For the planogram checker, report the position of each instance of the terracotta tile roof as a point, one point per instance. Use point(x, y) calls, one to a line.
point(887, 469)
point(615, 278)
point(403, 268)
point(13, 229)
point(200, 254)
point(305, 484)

════

* Exercise requirements: Reproduce the entries above in full, replacing "terracotta tile roof" with "red clay roof" and leaving everything else unchanged.

* Solution to the problem:
For the planogram checker, report the position of each instance of the red clay roof as a point, one point per instance. Use point(x, y) calls, one to a line.
point(887, 469)
point(615, 278)
point(403, 268)
point(13, 229)
point(200, 254)
point(305, 484)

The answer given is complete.